Nothing in the records may be altered. Repeat them in full.

[Start of Attachment]

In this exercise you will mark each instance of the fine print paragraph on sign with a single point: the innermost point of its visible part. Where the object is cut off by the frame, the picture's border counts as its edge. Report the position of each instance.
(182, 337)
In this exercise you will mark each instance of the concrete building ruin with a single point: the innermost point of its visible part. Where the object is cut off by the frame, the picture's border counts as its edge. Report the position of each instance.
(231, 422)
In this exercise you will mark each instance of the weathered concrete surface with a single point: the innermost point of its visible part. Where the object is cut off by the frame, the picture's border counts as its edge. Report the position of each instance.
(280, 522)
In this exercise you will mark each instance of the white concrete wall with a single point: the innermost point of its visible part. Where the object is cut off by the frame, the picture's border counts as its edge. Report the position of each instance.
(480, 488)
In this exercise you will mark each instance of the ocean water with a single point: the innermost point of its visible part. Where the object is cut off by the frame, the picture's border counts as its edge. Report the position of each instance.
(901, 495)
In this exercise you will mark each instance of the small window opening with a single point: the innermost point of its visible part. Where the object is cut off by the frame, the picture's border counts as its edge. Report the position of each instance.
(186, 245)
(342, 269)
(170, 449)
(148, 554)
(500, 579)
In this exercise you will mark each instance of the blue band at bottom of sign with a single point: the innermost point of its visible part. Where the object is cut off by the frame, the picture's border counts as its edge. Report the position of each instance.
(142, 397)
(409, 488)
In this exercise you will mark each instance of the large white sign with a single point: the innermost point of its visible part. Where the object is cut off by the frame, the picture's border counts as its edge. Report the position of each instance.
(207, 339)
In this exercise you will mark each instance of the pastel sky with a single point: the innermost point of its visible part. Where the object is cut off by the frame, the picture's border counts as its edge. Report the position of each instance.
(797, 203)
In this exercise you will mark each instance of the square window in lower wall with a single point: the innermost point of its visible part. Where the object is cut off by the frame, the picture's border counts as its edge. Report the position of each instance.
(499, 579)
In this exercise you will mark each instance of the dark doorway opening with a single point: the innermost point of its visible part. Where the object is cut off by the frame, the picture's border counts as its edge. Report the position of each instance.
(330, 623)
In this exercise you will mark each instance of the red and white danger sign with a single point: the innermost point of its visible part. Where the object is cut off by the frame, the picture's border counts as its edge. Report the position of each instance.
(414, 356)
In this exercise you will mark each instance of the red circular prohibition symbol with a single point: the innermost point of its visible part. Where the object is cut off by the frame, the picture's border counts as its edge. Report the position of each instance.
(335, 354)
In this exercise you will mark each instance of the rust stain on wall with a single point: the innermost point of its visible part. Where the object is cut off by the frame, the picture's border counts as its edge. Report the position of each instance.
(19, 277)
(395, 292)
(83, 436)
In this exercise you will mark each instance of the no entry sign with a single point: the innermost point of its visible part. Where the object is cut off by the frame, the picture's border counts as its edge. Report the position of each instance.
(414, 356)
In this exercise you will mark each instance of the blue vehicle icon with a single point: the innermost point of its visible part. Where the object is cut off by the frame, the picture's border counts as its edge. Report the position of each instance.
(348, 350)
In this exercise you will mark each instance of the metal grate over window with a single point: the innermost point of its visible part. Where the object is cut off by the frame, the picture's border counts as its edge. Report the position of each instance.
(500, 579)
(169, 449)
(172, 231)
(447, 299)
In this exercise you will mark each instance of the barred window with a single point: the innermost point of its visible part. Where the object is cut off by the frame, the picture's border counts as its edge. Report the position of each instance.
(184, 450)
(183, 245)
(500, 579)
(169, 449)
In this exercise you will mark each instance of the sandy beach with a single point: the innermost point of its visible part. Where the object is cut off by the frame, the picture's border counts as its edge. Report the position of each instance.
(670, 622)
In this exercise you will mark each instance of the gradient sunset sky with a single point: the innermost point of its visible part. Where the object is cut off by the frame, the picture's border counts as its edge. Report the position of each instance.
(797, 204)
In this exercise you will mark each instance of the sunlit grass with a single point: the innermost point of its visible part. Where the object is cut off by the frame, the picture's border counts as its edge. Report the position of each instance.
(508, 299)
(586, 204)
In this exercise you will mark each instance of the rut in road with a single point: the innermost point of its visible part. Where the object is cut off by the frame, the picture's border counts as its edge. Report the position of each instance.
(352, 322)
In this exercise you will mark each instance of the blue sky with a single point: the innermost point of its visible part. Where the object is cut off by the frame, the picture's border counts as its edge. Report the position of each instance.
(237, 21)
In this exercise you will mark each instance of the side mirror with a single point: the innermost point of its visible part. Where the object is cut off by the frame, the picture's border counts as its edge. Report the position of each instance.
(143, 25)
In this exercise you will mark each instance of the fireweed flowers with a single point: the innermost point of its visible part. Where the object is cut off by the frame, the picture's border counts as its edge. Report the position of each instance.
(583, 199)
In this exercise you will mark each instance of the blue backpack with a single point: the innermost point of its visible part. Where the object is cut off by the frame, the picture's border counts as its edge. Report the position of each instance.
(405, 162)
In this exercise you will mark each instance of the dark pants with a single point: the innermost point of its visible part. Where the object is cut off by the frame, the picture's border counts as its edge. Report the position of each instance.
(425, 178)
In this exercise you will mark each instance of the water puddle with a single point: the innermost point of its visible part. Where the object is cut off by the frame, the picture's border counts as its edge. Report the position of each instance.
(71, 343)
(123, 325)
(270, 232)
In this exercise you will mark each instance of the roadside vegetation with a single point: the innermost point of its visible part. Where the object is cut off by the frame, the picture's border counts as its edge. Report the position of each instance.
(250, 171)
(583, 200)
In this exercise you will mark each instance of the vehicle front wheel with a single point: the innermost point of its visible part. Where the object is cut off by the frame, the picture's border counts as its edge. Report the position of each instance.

[End of Attachment]

Output:
In this exercise you will mark each instance of the fine print paragraph on sign with a single point: the innermost point of its visible part. Where the object is cut off by the frame, the picture's border counts as its edge. Report the position of each instance.
(182, 337)
In this exercise you will mark each instance of the concrete building ruin with a single point: the innermost point of its visible part. Where the object is cut off by the frame, the picture's border counts as its edge. Report the position of each instance.
(231, 422)
In this exercise you will mark each instance of the weathered concrete surface with a single point: the innermost point of its visible part. Where the object is cut off by the frame, the picture's border counts as its edge. Report the position of each instance.
(280, 522)
In this exercise you will mark each instance of the white concrete wall with a single point: the innermost point of its visible part. Where the object is cut off by the frame, the picture's border counts as its edge. Report the position of each instance.
(480, 488)
In this exercise you will mark each instance of the ocean water with a single point: the innermost point of its visible part. Where the object is cut off by the frame, the picture's border counts as its edge. Report the position of each instance.
(901, 495)
In this exercise you will mark each instance of the small window opening with a single point: the innermost point of its visible part. Where the object is cut off by the frame, the picture's border counts as its edge. Report the position of each instance.
(186, 245)
(342, 269)
(170, 449)
(148, 554)
(500, 579)
In this exercise you will mark each instance of the blue band at bottom of sign with a single point: the innermost point of its visible part. Where the object is cut off by the frame, the picture's border counts as its edge. Report the position of each instance.
(142, 397)
(409, 488)
In this exercise you will mark each instance of the large white sign with a single point: the innermost point of its visible part. Where the object is cut off by the frame, the picture's border counts as its edge. Report the position of each instance.
(207, 339)
In this exercise you will mark each instance of the pastel sky with a single point: the innermost point of its visible part. Where the object is cut off by the frame, the picture's border counts as its edge. Report the position of each instance.
(797, 203)
In this exercise you will mark each instance of the square window in lower wall with a single point: the innermost point of its visible part. Where the object is cut off by the frame, the picture's border counts as its edge. Report the position of each instance.
(499, 579)
In this exercise you will mark each instance of the dark doorway opening with a single point: the innermost point of its visible part. Where the object is cut off by the frame, the picture's border counts as its edge. Report the position of each instance.
(330, 623)
In this exercise you will mark each instance of the red and white danger sign with a single point: the innermost point of its visible part. Where the object is cut off by the frame, the picture's border counts as its edge. Report the position of each instance.
(414, 356)
In this exercise you will mark each instance of the red circular prohibition symbol with a single point: the innermost point of its visible part. Where the object is cut off by the frame, the picture's border counts as its edge. Report the position of each instance.
(335, 354)
In this exercise you will mark each instance of the rust stain on wall with a single point: the innermost point of its visible part. Where the object is cut off by the frame, the picture's border counts as its edge. Report the position of each instance.
(19, 277)
(395, 292)
(83, 436)
In this exercise you will mark each instance of the no entry sign with a single point: the innermost point of its visible part. Where the object is cut off by the frame, the picture's border counts as its edge. Report the position of each instance.
(414, 356)
In this exercise you will mark each instance of the blue vehicle icon with a single point: the innermost point of its visible part. Where the object is cut off by the frame, the picture's border counts as its edge. Report the position of each instance.
(348, 350)
In this exercise you will mark each instance of the metal grate over window with a single point: the innermost point of its visible part. Where the object is cut off by the frame, the picture's border counts as its edge. Report the position of each instance.
(500, 579)
(169, 449)
(172, 231)
(447, 299)
In this exercise you will mark each instance of the barred window with a single point: the innermost point of its visible part. Where the object is cut off by the frame, the picture's border counts as its edge. Report the position of each instance.
(184, 450)
(183, 245)
(500, 579)
(169, 449)
In this exercise you will mark each instance of the sandy beach with a single point: the innermost point of its visible part. Where the object is cut off by the frame, the picture's border counts as its edge. Report the position of each instance.
(670, 622)
In this exercise you will mark each instance of the gradient sunset sky with a single point: the innermost point of its visible part. Where the object is cut off by the frame, the picture's border counts as its edge. Report the position of each instance.
(797, 204)
In this exercise you will mark each instance of the sunlit grass with a single point: the innermost point of its visible part. Where the object is cut off by the frame, the picture's border counts as its edge. Report the position of each instance.
(508, 299)
(586, 204)
In this exercise you will mark each instance of the rut in road with a single point: the innermost point of its visible part. Where the object is cut off by the frame, the picture's border counts as its edge. Report the position of each instance.
(352, 322)
In this exercise you will mark each instance of the blue sky with a single point: the innermost point of its visible part. Where the object is cut off by the frame, the picture's border counts as its edge. Report the position of each instance.
(237, 21)
In this exercise you will mark each instance of the side mirror with a single point: the innermost point of its visible part. Where the object is cut off by the frame, the picture's border counts as its edge. Report the position of each instance.
(143, 25)
In this exercise you will mark each instance of the fireweed flowers with a single point: the innermost point of its visible part. Where the object is cut off by the frame, the picture's border counts as its edge. Report the position of each instance.
(583, 199)
In this exercise you will mark each instance of the blue backpack with a single point: the innermost point of its visible part. Where the object is cut off by the frame, the picture's border counts as its edge. Report the position of each instance.
(405, 162)
In this exercise you will mark each instance of the dark pants with a single point: the innermost point of its visible part. Where the object is cut off by the frame, the picture's border counts as its edge. Report the position of each instance.
(425, 178)
In this exercise you will mark each instance of the water puddle with a single point: the innermost point of its visible part. Where the object is cut off by the frame, the picture's border counts as its edge. Report the position of each instance.
(71, 343)
(123, 325)
(270, 232)
In this exercise you will mark each instance of the roadside vegetation with a single point: the innermost point of its visible part. Where the object is cut off by the frame, the picture's border counts as its edge. Report the position of each instance.
(250, 171)
(583, 200)
In this exercise you will mark each instance of the vehicle front wheel with a single point: the innermost point of its visible part. Where the object is cut off by the frame, the picture's border counts as its edge. Report the position of each instance.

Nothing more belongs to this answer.